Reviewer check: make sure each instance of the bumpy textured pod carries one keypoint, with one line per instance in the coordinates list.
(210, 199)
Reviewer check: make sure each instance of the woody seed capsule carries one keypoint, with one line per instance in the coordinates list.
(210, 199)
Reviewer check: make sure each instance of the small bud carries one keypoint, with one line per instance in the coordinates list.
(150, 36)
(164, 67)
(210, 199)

..............................

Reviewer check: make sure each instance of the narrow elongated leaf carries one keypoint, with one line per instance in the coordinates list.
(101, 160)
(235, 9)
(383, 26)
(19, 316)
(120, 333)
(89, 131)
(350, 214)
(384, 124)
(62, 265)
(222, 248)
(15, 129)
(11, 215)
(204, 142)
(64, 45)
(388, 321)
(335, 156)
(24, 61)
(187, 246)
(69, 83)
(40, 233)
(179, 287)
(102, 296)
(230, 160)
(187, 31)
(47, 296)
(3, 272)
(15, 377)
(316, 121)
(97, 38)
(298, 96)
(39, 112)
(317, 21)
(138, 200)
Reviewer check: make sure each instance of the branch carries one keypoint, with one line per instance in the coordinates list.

..............................

Try it: Lines to set down from above: the line with "Reviewer check: make sure each instance of the narrow", the line with "Reviewer check: make sure each instance of the branch", and every line between, each exactly as written.

Answer to this exercise:
Reviewer check: make sure each instance of the narrow elongated leaf carries one keypoint, with one line per instance in the coordinates list.
(101, 160)
(235, 9)
(383, 26)
(19, 316)
(120, 333)
(89, 131)
(350, 214)
(384, 124)
(62, 265)
(222, 248)
(15, 129)
(11, 215)
(204, 142)
(64, 45)
(388, 321)
(335, 156)
(24, 61)
(187, 246)
(69, 83)
(40, 233)
(179, 287)
(102, 296)
(230, 160)
(187, 31)
(47, 296)
(3, 272)
(15, 377)
(316, 121)
(97, 38)
(298, 96)
(39, 112)
(317, 21)
(138, 200)
Reviewer check: make sure each instance of the branch carries one keypoint, with one line per instance in the coordinates list.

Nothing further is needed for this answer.